# What you have to do:
Render the rows below as a Markdown table with two columns, No. and Row text: give each line its own sequential number and skip any blank lines. Omit the pictures from the table.

# Data shown:
## Begin

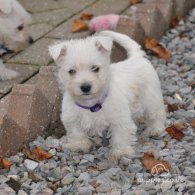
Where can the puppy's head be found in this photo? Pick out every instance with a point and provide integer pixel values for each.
(14, 21)
(83, 66)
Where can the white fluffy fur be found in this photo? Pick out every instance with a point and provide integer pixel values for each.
(12, 15)
(134, 92)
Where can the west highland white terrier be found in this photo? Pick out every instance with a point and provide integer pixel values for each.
(14, 32)
(98, 95)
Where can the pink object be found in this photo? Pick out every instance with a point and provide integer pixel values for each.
(106, 22)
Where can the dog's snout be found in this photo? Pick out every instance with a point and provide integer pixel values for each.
(85, 87)
(30, 40)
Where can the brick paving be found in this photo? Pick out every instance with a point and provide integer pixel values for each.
(52, 21)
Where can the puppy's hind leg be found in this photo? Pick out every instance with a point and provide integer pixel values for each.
(123, 137)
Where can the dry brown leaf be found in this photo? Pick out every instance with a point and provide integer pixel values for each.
(175, 131)
(156, 47)
(133, 2)
(6, 164)
(79, 25)
(193, 123)
(86, 16)
(38, 154)
(172, 107)
(154, 165)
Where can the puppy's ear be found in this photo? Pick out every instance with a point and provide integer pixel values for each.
(104, 44)
(57, 51)
(5, 6)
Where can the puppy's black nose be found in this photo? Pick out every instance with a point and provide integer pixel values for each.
(30, 40)
(85, 87)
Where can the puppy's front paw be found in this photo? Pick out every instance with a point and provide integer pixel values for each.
(78, 145)
(117, 153)
(154, 131)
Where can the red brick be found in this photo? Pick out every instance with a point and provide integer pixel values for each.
(47, 78)
(166, 8)
(28, 116)
(151, 20)
(182, 7)
(133, 29)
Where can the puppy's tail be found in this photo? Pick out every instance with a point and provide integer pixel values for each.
(133, 48)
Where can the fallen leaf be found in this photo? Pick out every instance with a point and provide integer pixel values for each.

## End

# Reply to the exercise:
| No. | Row text |
|---|---|
| 1 | Where can the puppy's head be found in this photo? Pick out every instance with a point and provide integer pixel values for each. |
| 2 | (14, 21) |
| 3 | (83, 66) |
| 4 | Where can the white fluffy fur be found in this photo? Pick out every instance with a point and provide integer pixel values for each. |
| 5 | (12, 15) |
| 6 | (134, 92) |
| 7 | Where can the west highland white terrier be found in this photo? Pick out every instance with a point and provide integer pixel values for each. |
| 8 | (14, 32) |
| 9 | (98, 95) |
| 10 | Where can the pink object be found in this photo? Pick out every instance with a point and provide integer pixel values for each. |
| 11 | (106, 22) |
| 12 | Where can the dog's snout be found in this photo? Pick out every instance with a point and provide integer pixel values for each. |
| 13 | (85, 87) |
| 14 | (30, 40) |
| 15 | Where can the brick paving be found in this photo? Pick out every instance with a point and provide integer pixel values for each. |
| 16 | (52, 21) |
| 17 | Where can the puppy's hind leg be found in this photo? Pick out every instance with a point and provide integer pixel values for each. |
| 18 | (123, 137) |
| 19 | Where can the dry brown leaf be found in this photo? Pick out every instance with a point and provide integer pixel values for each. |
| 20 | (175, 131) |
| 21 | (156, 47) |
| 22 | (133, 2) |
| 23 | (6, 164) |
| 24 | (79, 25) |
| 25 | (193, 123) |
| 26 | (86, 16) |
| 27 | (38, 154) |
| 28 | (172, 107) |
| 29 | (154, 165) |
| 30 | Where can the puppy's ear be found in this photo? Pick out every instance with a point and provide integer pixel values for each. |
| 31 | (104, 44) |
| 32 | (57, 51) |
| 33 | (5, 6) |
| 34 | Where can the puppy's black nose be found in this photo? Pick out every instance with a point and provide integer pixel values for each. |
| 35 | (30, 40) |
| 36 | (85, 87) |
| 37 | Where can the puppy's front paw be found in this photo? Pick out every instance with a point and provide integer pixel values for each. |
| 38 | (78, 145) |
| 39 | (117, 153) |
| 40 | (154, 131) |
| 41 | Where can the red brick be found in this photo? Pick out every instance with a point and provide integer pixel values for each. |
| 42 | (47, 78) |
| 43 | (166, 8) |
| 44 | (28, 116) |
| 45 | (151, 20) |
| 46 | (182, 7) |
| 47 | (133, 29) |
| 48 | Where can the puppy's tail be found in this photo? Pick out every instance with a point and provide integer pixel values for each. |
| 49 | (133, 48) |
| 50 | Where can the fallen leaf be found in this photo? Pick out every instance with a point and provide integer pixel values for each. |